* Instructions to follow: Write out each line exactly as given. Leave the pictures out of your copy.

* Material:
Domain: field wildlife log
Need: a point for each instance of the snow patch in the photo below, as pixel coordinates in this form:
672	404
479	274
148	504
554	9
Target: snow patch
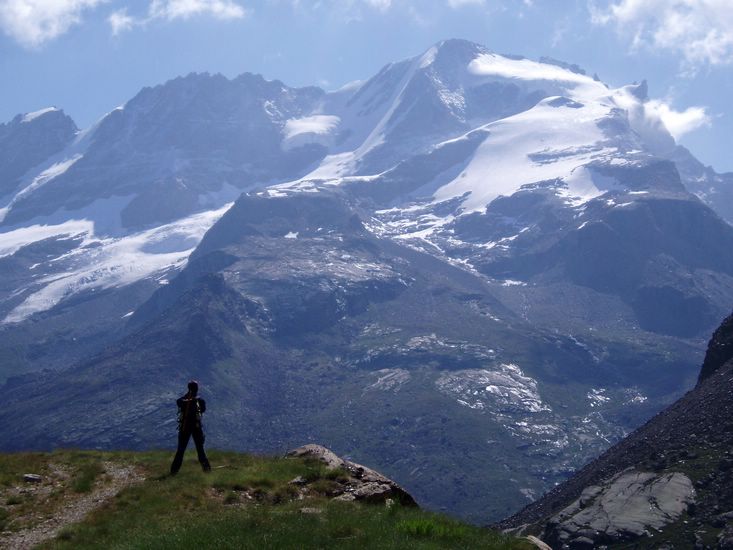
29	117
111	262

* Response:
Domain: field wildlife log
Need: a point for each instance of the snow patch in the photo below, as pixel coordinates in this form:
672	404
479	274
148	504
554	9
Target: snow patch
29	117
111	262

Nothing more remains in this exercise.